ABOUT THIS TASK: When you reach the line containing "Target: flooded field" in the entries below, repeat it and each line after it exactly until the entries end.

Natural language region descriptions

......

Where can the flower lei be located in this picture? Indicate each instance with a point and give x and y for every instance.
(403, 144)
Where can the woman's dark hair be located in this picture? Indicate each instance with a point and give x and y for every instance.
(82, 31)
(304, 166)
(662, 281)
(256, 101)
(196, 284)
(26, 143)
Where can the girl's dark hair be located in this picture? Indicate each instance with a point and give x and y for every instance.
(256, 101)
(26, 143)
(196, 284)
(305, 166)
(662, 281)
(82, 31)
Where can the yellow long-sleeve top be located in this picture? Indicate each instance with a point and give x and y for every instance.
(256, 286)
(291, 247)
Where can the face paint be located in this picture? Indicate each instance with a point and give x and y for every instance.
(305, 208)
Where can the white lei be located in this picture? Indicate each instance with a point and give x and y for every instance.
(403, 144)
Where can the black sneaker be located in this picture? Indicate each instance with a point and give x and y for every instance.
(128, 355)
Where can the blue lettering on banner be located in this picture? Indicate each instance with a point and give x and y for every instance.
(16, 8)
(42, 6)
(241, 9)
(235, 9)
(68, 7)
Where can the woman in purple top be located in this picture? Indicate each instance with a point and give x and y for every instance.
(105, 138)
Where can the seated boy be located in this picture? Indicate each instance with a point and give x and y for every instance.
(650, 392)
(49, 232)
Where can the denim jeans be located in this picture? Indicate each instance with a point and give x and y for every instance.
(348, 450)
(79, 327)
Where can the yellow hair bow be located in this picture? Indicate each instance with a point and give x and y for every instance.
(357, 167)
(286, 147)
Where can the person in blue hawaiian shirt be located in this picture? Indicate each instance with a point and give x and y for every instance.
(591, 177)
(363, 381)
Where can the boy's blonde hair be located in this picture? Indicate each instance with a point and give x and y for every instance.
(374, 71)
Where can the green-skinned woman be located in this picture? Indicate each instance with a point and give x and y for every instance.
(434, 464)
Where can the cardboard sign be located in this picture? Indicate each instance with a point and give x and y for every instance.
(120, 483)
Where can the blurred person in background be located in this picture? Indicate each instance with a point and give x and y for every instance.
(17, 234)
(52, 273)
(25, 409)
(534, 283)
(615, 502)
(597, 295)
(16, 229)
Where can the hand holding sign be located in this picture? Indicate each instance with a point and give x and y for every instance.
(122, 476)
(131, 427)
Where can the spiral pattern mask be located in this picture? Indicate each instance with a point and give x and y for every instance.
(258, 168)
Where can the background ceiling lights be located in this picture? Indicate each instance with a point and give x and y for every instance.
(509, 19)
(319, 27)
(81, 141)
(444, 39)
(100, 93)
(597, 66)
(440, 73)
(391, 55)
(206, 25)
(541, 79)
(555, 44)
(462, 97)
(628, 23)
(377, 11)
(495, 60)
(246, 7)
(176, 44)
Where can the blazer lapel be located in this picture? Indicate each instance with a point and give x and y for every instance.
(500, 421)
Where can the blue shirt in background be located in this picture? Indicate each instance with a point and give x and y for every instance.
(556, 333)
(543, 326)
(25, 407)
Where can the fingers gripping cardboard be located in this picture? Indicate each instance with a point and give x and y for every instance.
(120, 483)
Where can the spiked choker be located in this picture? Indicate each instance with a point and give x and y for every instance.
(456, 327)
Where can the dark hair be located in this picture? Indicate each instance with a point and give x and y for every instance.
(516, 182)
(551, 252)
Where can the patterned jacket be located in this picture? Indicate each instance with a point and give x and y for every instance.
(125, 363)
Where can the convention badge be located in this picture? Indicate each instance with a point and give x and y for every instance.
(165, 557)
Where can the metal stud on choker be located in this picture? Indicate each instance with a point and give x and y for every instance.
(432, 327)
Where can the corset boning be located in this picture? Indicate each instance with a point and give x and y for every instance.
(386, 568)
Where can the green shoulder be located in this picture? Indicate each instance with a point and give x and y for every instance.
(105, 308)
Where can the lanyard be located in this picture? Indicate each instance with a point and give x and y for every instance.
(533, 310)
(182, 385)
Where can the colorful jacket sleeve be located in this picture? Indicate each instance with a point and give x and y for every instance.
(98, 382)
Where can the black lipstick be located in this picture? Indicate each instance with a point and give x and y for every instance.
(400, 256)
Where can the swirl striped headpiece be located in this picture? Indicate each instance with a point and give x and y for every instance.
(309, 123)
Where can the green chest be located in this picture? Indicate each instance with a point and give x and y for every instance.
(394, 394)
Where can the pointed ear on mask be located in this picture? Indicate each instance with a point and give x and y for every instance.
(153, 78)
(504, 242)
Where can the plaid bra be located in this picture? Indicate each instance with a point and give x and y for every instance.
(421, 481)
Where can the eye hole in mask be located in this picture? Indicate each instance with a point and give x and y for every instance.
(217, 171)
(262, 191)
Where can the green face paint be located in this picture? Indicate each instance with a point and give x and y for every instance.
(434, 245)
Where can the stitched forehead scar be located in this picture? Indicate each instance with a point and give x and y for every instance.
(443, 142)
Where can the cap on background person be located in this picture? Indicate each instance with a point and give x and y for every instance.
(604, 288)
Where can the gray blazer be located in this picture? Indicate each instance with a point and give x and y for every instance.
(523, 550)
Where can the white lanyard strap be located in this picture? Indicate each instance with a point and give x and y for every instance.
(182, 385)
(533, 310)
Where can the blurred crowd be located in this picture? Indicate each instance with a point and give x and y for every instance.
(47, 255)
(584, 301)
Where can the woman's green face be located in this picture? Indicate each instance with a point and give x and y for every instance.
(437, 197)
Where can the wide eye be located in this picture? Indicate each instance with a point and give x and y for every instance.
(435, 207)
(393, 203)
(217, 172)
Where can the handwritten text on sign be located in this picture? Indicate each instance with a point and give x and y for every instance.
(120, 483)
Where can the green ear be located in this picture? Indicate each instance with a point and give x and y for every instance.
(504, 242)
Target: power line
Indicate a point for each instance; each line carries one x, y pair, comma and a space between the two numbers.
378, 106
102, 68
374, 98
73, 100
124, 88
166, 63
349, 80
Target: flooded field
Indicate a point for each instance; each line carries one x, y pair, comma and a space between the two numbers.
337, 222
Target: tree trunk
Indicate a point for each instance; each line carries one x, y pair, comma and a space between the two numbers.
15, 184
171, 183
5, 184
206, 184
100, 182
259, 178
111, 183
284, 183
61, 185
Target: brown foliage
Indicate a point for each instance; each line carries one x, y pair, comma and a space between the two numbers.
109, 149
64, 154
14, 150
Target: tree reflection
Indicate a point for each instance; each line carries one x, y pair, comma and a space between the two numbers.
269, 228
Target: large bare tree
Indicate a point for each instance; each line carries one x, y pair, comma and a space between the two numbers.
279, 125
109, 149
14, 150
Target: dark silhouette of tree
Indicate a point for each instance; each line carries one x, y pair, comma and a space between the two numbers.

......

WRITTEN SOLUTION:
Target: flooded field
Indicate a point for each instance; each line carries one x, y pair, comma and a space between the two numbers.
337, 222
Target: tree trunk
Indicate a point for each instance; each line carries one x, y pair, comma and a space between the two numbers.
15, 184
171, 183
5, 184
206, 184
100, 182
259, 178
111, 183
284, 183
61, 185
Target: brown foliage
Indicate a point for each instance; each line carries one x, y pair, comma and a space between the two numbers.
109, 149
64, 154
14, 150
Target: tree reflection
Indicate a point for each instance; each line carries one x, y pair, comma and a space between the two numbers.
269, 228
Target: large bare tree
Indicate a point for each instance; each line carries one x, y pair, comma and a space between the two numbers.
279, 125
109, 149
14, 150
Target: dark silhouette of tree
Indicate a point for each instance; each line carries one x, y pair, comma and a space between the two numbers.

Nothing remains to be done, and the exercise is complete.